Extrait du texte:
━━━━━━━━━━━━━━━━━━━━━━━━━━━━━━

A l'heure où nous mettons sous presse, même le premier tour des élections législatives prévu pour le 24 juin n'aura pas encore eu lieu en Haïti, et on ne peut que se livrer à des conjectures quant à la date de la proclamation des résultats. Mais les conditions de ces élections valent d'être contées.

Il s'agit, rappelons-le, des premières élections législatives, sénatoriales et municipales depuis la chute de la dictature militaire et le retour du président élu Jean-Bertrand Aristide. Rappelons aussi le tintamarre international ; le débarquement des troupes américaines pour impressionner la clique militaire haïtienne et celui de Carter pour négocier aimablement avec elle ; les déclarations tonitruantes de Clinton sur le retour à la démocratie en Haïti grâce aux efforts diplomatiques, financiers, militaires des États-Unis, et la présence depuis neuf mois de troupes bigarrées de l'ONU censées soutenir la préparation d'élections démocratiques...

Quelque neuf mois de gestation en effet, car la date des élections a été repoussée à deux reprises. Des mois pendant lesquels la sollicitude de la "grande démocratie américaine" à l'égard de la jeune pousse démocratique haïtienne n'a cessé de se manifester. Pensez donc ! Les États-Unis s'occupent de tout, jusqu'à l'impression des bulletins de vote, chez eux, en Californie. Des réunions successives de l'état-major de la MINUHA - telles sont les initiales des troupes internationales, à dominante américaine, qui occupent le pays - ont été consacrées aux élections. Il y a une quinzaine de jours encore, le général commandant des troupes a juré qu'il "relève le défi" pour apporter "un soutien logistique dans l'organisation des élections et aider la police haïtienne à assurer la sécurité des élections".

Quant à la régularité de ces élections, quel doute pourrait-il donc y avoir, vu la présence sur le terrain, depuis plusieurs mois, d'une armada de conseillers américains et, le jour des élections, d'observateurs et de journalistes en tout genre ?

Que pouvaient donc offrir de mieux les États-Unis ?

Ils ne peuvent évidemment pas faire en sorte que dans ce pays, où les neuf dixièmes de la population croupissent dans une misère indescriptible, et où à peu près le même pourcentage est analphabète, tout le monde comprenne toutes les finesses d'une démocratie à l'américaine. (Même si les États-Unis sont pour quelque chose, et c'est un euphémisme, dans cette misère indescriptible).

━━━━━━━━━━━━━━━━━━━━━━━━━━━━━━

Données fournies:
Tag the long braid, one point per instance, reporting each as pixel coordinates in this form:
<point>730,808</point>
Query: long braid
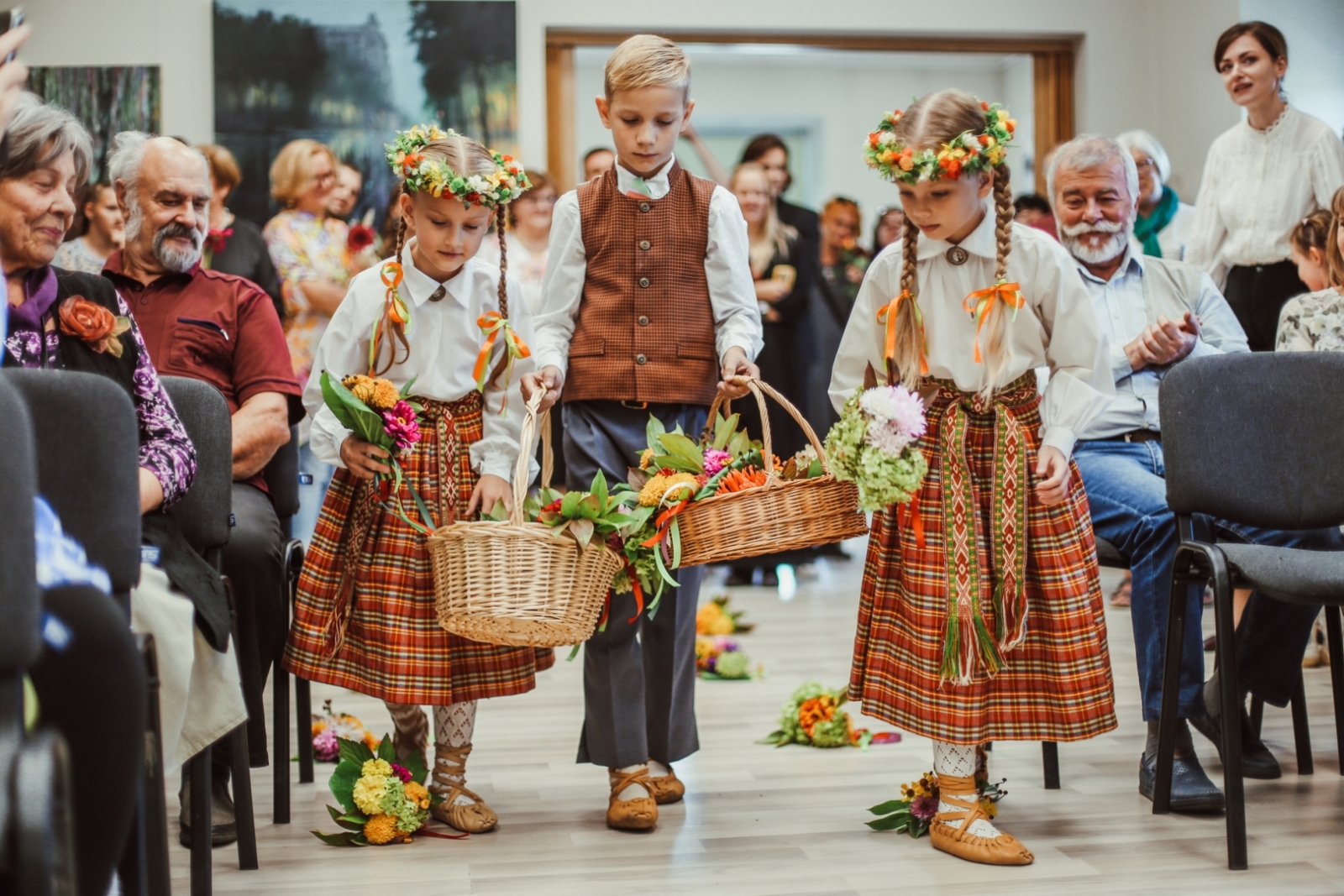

━━━━━━━━━━━━━━━━━━━━━━━━━━━━━━

Consigne: Pourriez-vous poursuivre le texte sur les élections en Haïti à partir de sa dernière phrase ?

Résultat:
Ils ne peuvent pas non plus empêcher que le FRAPH, émanation civile de l'armée au temps de la dictature, spécialisé dans la terreur des quartiers pauvres, distribue des tracts annonçant son intention de perturber par la violence le déroulement des élections. (Même si les États-Unis ont imposé à Aristide une politique de "réconciliation nationale", c'est-à-dire de grand pardon pour les macoutes et pour les groupes et les personnalités politiques d'extrême droite ; et si les troupes d'occupation américaine n'ont fait que quelques gestes publicitaires pour donner l'impression qu'ils allaient désarmer les groupes paramilitaires d'extrême droite et les groupes armés privés des riches, ce qu'ils n'ont pas fait).

Mais, à part cela, les élections seront libres, démocratiques et bien entendu, régulières.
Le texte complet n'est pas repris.